____ Provided material
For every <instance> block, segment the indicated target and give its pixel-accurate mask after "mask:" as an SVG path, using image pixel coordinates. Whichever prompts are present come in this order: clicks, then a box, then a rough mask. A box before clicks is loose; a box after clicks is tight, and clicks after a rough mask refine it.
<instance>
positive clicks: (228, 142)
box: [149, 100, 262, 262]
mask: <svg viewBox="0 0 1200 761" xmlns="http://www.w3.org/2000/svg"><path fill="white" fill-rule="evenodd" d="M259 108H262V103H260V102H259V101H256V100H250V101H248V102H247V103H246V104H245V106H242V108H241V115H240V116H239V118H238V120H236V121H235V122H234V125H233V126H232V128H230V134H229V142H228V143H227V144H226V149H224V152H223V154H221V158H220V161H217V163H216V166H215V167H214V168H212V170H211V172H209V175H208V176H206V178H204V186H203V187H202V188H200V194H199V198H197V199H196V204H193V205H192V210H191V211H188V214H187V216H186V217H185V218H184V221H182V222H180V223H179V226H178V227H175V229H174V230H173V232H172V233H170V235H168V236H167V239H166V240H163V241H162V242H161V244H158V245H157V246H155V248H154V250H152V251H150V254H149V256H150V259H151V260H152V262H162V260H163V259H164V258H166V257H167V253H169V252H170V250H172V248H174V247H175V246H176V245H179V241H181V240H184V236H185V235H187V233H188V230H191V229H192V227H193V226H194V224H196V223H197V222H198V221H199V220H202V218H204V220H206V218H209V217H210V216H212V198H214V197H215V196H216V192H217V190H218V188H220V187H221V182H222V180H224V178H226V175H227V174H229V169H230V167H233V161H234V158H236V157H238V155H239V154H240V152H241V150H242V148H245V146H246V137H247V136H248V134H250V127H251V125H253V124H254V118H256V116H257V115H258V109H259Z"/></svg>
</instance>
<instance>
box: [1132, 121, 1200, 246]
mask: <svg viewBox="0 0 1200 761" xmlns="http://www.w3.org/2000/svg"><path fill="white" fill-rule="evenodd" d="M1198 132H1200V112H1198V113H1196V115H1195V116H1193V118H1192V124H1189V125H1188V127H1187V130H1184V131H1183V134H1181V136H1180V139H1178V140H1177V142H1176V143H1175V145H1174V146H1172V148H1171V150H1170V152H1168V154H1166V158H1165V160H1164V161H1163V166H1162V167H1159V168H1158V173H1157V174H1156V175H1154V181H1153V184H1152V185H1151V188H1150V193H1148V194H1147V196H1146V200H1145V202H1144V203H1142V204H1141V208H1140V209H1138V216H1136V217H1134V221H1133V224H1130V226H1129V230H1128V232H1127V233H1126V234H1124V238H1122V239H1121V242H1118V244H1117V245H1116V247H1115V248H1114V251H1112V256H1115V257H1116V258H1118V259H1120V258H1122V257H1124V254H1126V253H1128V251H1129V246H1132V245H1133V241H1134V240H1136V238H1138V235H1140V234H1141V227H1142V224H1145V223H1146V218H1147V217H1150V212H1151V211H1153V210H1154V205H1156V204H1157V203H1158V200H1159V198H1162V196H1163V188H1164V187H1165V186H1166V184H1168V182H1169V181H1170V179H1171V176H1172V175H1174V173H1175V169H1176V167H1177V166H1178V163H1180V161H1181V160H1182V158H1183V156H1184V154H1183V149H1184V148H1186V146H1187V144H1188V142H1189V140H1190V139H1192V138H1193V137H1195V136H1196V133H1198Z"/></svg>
________
The task –
Every line above in which the word "clicks" is present must be copied into the answer.

Solution to the exercise –
For every <instance> block, segment the indicated target and give its pixel-accurate mask after "mask:" as an SVG path, using image pixel coordinates. Whichever prompts are present come in this order: clicks, then a box, then a rough mask. A box before clicks is loose; a box after clicks is tight, and clicks after a rough mask refine it.
positive clicks: (228, 142)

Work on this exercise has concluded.